Your objective: Copy out word for word the lines below, starting at the line that contains "the bare tree" and ending at the line that contains "x=935, y=506", with both of those lines included.

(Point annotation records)
#####

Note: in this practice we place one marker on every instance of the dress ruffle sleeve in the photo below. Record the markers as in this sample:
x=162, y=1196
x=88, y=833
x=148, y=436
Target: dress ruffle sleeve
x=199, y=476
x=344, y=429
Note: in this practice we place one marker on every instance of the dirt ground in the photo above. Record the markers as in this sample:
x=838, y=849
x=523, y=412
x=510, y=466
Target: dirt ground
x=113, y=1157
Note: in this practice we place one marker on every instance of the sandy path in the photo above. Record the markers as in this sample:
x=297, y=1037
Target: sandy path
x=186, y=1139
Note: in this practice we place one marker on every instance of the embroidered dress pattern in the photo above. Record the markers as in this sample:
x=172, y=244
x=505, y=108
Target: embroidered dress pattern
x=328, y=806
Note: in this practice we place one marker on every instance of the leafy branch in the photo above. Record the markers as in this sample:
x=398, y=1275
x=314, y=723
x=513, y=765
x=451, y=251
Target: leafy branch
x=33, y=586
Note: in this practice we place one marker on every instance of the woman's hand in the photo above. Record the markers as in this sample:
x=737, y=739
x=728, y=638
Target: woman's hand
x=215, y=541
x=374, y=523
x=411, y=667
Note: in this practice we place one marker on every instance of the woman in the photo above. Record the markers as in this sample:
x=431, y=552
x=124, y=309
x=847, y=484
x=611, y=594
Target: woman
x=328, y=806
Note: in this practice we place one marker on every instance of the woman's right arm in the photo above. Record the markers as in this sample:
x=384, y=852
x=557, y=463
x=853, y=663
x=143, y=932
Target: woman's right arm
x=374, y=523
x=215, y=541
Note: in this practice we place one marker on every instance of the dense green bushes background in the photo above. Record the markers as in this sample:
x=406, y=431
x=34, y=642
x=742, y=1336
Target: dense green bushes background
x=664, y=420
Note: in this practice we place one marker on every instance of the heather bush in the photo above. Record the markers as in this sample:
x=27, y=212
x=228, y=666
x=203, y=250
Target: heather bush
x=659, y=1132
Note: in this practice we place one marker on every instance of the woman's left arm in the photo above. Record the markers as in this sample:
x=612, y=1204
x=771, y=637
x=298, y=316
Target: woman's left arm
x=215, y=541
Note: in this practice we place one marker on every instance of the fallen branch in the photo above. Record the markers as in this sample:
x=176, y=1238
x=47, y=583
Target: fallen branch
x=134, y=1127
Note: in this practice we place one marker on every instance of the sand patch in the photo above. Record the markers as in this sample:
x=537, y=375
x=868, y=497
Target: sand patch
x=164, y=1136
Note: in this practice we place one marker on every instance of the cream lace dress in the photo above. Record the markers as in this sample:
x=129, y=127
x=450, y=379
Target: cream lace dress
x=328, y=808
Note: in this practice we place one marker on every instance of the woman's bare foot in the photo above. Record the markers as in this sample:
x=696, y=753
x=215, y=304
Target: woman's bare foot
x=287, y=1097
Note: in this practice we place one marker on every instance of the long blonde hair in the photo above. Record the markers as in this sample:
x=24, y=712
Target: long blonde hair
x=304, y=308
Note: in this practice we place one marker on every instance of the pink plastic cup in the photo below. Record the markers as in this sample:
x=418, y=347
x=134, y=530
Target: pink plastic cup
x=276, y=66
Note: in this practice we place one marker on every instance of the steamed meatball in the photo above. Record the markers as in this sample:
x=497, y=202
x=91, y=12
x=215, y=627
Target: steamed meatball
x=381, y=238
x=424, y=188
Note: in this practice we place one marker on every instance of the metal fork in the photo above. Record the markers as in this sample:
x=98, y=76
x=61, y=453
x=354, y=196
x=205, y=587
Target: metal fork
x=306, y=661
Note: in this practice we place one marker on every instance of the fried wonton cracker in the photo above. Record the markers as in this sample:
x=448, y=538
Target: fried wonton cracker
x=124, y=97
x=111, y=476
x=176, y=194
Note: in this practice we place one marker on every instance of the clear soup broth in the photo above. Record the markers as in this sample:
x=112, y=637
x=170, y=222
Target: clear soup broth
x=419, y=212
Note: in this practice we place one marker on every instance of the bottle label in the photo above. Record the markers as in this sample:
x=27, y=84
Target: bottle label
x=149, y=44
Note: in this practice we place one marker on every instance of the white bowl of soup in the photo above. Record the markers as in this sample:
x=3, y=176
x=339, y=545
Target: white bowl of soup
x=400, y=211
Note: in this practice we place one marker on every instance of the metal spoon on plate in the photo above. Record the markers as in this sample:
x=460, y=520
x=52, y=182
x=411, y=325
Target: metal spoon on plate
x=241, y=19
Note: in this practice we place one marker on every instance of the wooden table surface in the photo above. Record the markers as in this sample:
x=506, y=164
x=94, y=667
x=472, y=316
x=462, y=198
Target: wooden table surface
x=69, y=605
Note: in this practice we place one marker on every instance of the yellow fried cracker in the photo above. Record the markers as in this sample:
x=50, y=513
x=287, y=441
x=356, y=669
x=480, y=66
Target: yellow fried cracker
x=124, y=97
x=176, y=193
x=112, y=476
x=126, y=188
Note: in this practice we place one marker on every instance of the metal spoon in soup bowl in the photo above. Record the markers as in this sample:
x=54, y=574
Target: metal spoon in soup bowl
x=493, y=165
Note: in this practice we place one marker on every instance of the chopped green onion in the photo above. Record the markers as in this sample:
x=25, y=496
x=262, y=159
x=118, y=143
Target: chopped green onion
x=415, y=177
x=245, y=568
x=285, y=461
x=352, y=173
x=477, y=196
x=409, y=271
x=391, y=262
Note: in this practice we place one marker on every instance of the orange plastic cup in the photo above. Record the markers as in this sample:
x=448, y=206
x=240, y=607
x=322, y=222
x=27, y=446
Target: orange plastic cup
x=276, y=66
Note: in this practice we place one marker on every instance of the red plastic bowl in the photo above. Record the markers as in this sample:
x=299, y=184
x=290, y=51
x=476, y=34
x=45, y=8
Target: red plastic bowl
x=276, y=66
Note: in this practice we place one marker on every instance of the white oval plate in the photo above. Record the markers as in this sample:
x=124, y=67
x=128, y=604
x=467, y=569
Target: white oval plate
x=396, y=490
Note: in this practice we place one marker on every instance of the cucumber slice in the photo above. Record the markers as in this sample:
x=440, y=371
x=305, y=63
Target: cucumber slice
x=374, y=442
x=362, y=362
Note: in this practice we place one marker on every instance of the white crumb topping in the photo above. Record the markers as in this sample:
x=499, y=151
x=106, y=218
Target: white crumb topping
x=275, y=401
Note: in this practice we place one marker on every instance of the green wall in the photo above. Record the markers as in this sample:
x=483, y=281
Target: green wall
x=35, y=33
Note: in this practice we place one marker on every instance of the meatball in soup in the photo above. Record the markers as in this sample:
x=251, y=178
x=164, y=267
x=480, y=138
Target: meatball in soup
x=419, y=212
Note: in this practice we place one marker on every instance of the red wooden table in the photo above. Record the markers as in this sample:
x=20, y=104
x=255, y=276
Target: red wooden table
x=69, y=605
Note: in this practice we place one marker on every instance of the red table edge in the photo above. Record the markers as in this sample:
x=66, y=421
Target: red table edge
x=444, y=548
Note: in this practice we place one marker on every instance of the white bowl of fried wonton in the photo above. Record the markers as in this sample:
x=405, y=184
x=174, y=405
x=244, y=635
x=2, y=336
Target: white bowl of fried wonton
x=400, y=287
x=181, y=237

#####

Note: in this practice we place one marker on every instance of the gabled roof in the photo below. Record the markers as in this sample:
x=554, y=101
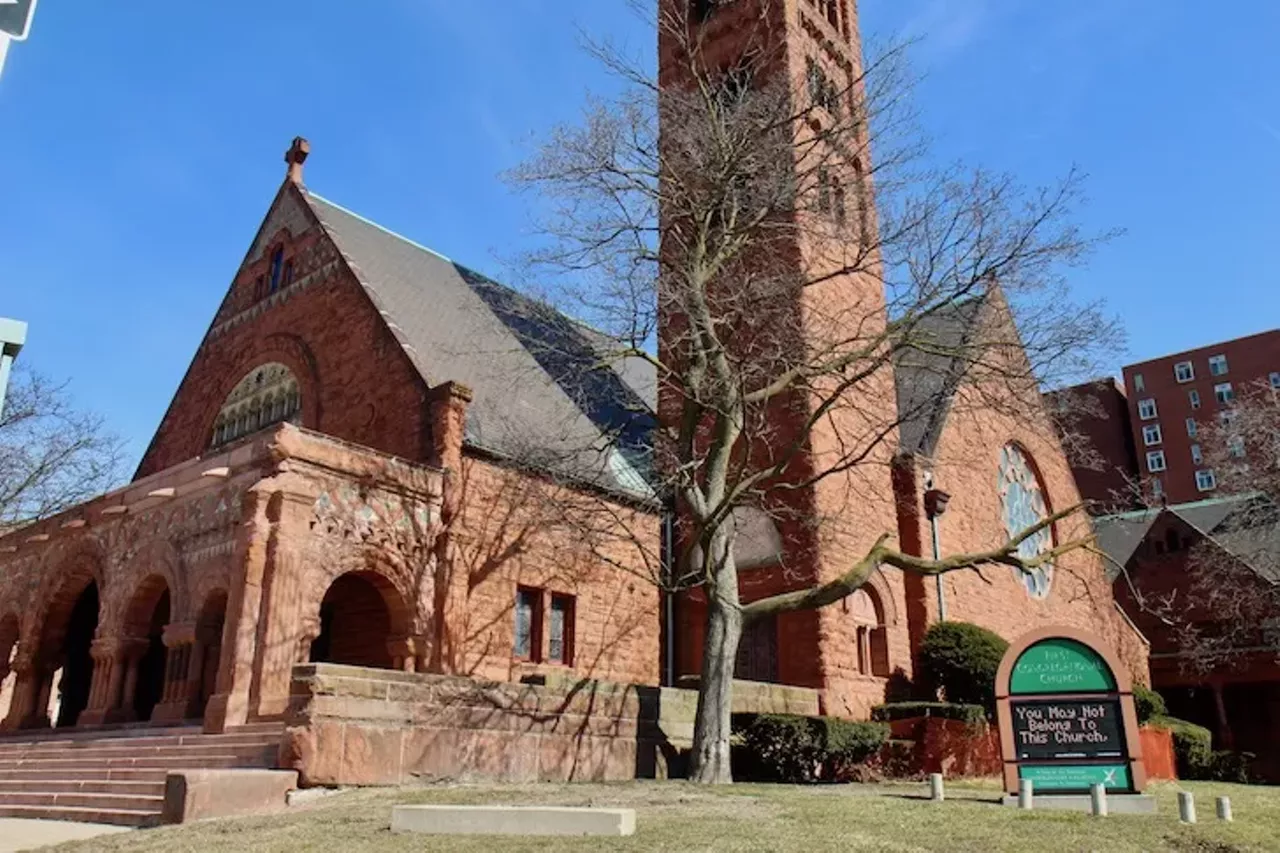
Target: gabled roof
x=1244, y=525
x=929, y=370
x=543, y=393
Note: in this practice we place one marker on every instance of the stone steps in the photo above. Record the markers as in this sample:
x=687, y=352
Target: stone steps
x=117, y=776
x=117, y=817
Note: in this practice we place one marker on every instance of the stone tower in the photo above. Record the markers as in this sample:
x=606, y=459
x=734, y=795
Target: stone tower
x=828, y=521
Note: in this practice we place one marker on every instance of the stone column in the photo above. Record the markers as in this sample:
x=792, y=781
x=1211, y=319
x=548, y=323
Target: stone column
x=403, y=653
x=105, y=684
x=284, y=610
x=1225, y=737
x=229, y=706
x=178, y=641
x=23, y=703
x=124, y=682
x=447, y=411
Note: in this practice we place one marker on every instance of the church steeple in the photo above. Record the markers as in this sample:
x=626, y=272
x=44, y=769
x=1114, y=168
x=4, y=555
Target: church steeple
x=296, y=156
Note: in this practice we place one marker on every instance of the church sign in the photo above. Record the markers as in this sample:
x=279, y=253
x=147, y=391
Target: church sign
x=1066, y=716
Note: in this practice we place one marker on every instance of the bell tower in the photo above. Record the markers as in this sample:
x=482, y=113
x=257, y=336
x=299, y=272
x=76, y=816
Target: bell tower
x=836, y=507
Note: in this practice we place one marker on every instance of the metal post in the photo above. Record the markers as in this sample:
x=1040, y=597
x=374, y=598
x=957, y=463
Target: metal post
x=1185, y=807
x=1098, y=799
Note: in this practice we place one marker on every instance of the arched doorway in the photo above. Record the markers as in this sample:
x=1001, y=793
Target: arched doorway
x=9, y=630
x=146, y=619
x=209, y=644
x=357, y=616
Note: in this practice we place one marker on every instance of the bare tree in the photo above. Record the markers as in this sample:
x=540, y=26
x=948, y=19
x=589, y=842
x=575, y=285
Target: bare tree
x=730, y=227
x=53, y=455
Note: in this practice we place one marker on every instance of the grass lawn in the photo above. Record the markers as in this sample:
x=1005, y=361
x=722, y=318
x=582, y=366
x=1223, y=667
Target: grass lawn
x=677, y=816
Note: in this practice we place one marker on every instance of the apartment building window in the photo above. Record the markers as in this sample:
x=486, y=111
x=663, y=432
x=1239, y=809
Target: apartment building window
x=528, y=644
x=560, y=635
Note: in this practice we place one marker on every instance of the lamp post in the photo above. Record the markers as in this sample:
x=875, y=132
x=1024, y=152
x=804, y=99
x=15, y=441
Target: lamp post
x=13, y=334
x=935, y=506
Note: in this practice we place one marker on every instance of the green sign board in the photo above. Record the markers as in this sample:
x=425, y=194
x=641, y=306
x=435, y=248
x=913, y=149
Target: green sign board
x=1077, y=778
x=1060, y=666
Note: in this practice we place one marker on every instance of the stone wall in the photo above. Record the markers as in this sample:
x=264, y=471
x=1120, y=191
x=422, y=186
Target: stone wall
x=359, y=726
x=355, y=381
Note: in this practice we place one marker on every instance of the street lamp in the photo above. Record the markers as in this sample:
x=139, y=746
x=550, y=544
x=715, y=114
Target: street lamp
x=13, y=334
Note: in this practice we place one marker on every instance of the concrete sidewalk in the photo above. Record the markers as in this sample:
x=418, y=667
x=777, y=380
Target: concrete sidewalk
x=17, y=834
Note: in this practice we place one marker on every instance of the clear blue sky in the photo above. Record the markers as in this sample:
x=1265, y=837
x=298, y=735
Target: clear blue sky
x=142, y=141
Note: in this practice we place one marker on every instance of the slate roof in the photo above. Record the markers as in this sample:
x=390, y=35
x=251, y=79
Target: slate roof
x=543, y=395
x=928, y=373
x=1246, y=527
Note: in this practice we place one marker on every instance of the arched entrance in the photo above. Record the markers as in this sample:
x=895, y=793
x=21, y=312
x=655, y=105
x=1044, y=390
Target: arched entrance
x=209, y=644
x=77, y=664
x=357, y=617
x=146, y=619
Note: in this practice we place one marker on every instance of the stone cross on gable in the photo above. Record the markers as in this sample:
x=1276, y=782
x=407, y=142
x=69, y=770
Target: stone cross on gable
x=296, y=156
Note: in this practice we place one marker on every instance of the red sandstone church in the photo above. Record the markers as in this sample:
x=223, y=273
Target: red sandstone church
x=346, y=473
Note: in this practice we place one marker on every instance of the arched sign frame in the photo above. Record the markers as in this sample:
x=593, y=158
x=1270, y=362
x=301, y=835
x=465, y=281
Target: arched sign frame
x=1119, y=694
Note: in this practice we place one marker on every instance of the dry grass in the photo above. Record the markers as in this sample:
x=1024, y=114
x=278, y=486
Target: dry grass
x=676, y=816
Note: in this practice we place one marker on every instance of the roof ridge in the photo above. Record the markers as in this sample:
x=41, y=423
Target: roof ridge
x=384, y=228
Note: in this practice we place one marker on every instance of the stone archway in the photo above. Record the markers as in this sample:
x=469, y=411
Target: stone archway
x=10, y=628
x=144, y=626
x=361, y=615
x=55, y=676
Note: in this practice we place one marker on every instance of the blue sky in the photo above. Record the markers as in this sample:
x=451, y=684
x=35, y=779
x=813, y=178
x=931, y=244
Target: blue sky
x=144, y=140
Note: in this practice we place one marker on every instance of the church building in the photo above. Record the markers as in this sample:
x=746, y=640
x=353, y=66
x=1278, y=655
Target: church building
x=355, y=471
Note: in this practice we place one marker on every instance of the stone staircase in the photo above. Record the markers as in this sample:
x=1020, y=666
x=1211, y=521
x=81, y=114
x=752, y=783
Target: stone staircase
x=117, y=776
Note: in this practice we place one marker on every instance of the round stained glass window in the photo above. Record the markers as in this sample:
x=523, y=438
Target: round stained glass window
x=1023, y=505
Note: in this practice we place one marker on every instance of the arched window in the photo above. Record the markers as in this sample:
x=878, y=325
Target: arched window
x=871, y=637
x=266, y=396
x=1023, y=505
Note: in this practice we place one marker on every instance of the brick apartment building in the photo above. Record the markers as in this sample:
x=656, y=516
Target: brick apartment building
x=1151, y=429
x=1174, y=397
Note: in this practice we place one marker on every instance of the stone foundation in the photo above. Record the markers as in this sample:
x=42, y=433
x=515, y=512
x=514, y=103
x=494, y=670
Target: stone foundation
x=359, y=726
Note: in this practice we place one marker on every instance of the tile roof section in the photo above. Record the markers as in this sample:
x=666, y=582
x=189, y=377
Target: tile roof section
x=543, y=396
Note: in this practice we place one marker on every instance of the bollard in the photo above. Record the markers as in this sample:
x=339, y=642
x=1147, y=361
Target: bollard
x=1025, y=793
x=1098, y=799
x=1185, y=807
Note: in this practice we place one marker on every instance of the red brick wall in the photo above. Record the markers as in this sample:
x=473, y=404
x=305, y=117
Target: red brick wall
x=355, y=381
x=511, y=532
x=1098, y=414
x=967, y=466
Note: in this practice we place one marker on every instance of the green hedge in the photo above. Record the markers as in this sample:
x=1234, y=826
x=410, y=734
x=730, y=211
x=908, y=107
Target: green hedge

#####

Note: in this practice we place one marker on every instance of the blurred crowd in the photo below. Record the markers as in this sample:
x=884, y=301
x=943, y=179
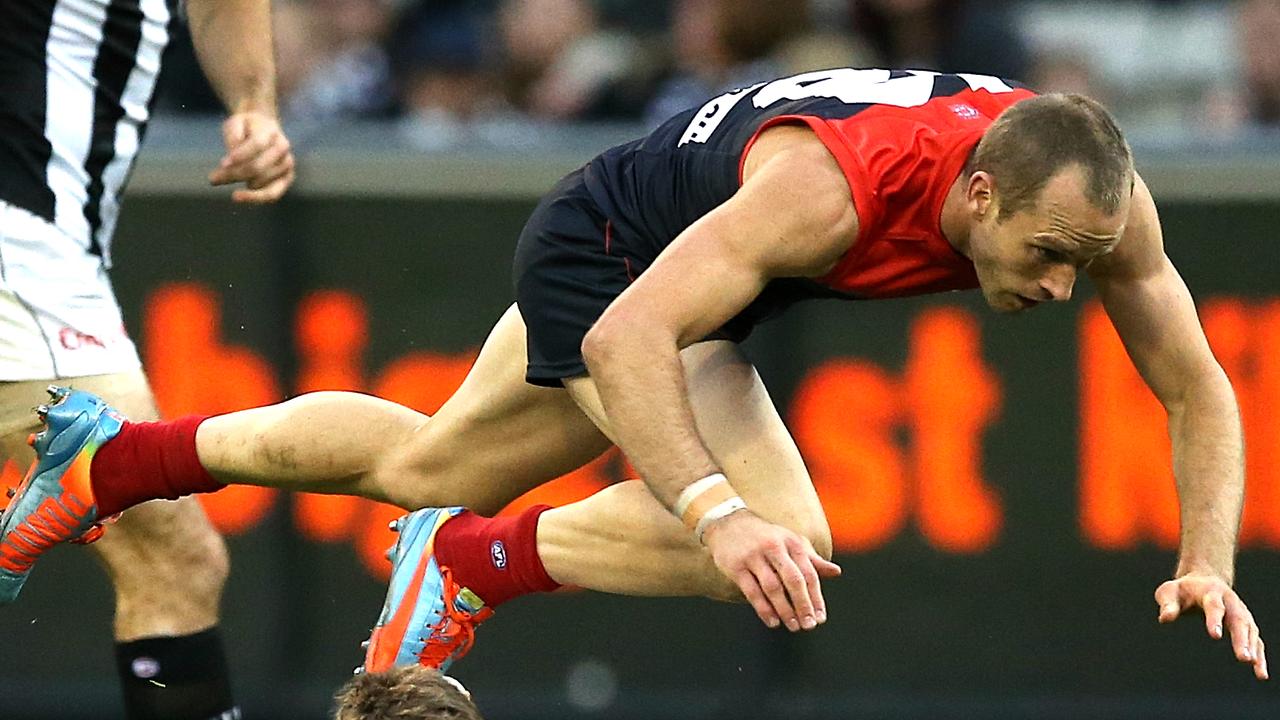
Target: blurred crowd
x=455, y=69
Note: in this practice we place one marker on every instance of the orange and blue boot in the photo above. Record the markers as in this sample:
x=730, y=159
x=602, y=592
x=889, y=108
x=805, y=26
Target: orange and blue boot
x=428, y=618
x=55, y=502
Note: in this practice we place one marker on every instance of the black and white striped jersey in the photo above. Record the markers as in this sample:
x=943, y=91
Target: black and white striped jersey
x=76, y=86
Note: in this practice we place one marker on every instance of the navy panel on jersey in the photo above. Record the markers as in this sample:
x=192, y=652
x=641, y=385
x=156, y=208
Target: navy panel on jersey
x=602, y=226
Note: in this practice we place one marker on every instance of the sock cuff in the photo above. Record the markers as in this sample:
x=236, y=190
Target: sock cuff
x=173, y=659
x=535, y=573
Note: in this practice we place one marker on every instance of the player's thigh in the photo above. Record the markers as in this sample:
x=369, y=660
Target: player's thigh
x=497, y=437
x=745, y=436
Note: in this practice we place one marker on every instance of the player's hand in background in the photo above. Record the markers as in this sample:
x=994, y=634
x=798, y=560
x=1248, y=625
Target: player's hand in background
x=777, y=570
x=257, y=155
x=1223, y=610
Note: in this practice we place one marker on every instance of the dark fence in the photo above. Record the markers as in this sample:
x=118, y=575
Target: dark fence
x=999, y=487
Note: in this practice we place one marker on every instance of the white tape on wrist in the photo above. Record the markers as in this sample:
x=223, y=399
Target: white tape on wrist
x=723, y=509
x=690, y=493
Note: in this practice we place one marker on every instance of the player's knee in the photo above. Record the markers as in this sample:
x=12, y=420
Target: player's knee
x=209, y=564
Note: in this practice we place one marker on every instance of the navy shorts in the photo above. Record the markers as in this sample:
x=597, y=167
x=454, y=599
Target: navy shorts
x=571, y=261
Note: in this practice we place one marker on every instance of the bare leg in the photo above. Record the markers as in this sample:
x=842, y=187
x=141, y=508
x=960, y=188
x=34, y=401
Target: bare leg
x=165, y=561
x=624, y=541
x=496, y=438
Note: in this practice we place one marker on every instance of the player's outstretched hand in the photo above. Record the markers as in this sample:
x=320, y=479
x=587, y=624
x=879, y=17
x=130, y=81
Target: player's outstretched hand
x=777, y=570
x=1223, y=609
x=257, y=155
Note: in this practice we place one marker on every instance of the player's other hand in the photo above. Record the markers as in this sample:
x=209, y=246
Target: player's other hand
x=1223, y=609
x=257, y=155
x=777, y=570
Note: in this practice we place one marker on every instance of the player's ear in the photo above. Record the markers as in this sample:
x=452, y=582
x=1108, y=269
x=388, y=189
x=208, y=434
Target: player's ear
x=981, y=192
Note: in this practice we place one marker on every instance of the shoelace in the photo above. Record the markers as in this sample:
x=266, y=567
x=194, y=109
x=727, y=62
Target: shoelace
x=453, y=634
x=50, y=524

#####

Task output:
Note: in this practice we place one marker on every instance of the bare tree in the photo above. Record the markers as in this sample:
x=540, y=26
x=948, y=19
x=589, y=842
x=575, y=285
Target: bare tree
x=730, y=227
x=53, y=455
Note: in this practice we place one marker on every instance of the grass lawn in the photo above. Record the markers as in this sample:
x=1005, y=361
x=722, y=318
x=582, y=366
x=1223, y=667
Target: grass lawn
x=677, y=816
Note: in this practice we place one marker on every instance of the apartment building window in the photo above. Record the markers as in this sample:
x=486, y=111
x=663, y=432
x=1239, y=809
Target: apartment building window
x=528, y=644
x=560, y=635
Note: in this practice we place one marker on every instance of the lamp post in the photo above. Record the markers as in this sample:
x=875, y=132
x=1024, y=152
x=804, y=99
x=15, y=441
Target: lamp post
x=13, y=334
x=935, y=506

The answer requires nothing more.